# Instructions for the task
Extract exactly and only the lines of the data below, starting at the line with "Note: for this drill, pin each instance of the dark" and stopping after the final line.

# Listed entries
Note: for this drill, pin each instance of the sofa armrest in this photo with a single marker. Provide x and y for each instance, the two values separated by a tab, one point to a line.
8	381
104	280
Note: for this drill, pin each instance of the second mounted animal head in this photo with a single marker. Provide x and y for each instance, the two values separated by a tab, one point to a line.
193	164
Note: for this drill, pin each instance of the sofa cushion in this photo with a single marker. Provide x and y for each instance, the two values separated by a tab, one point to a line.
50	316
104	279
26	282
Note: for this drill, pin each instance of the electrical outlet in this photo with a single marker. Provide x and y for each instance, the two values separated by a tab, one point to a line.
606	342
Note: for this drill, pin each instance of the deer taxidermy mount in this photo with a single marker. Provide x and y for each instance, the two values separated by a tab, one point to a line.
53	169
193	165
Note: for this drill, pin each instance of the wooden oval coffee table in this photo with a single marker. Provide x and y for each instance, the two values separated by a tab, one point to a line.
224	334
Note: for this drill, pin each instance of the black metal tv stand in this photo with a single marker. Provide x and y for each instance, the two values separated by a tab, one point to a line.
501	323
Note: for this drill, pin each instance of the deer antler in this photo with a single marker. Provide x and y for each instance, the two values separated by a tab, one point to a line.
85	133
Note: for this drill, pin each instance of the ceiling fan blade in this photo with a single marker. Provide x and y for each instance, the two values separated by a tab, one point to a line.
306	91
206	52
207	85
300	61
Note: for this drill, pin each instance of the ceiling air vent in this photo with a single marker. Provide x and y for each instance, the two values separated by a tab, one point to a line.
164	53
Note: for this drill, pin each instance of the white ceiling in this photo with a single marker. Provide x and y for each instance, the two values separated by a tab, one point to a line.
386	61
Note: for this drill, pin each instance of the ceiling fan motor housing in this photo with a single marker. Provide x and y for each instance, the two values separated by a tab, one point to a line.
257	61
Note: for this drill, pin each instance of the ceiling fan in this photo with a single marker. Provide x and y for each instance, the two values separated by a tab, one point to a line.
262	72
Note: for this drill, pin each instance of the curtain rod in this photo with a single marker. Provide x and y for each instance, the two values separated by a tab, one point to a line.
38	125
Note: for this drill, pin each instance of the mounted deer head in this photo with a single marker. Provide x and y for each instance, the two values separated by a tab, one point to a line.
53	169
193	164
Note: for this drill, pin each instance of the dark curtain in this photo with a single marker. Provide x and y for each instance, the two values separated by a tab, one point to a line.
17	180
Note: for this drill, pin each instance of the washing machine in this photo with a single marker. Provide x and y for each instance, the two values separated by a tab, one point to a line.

# Worked solution
Note: for this drill, pin each instance of the dark curtain in this photo with a single marker. Provide x and y for each instance, the two values separated by a tab, one point to a line.
17	180
Note: for this drill, pin each instance of the washing machine in this photo with a single marker. Provide x and y for each instance, the two values separated by a tab, one point to a line.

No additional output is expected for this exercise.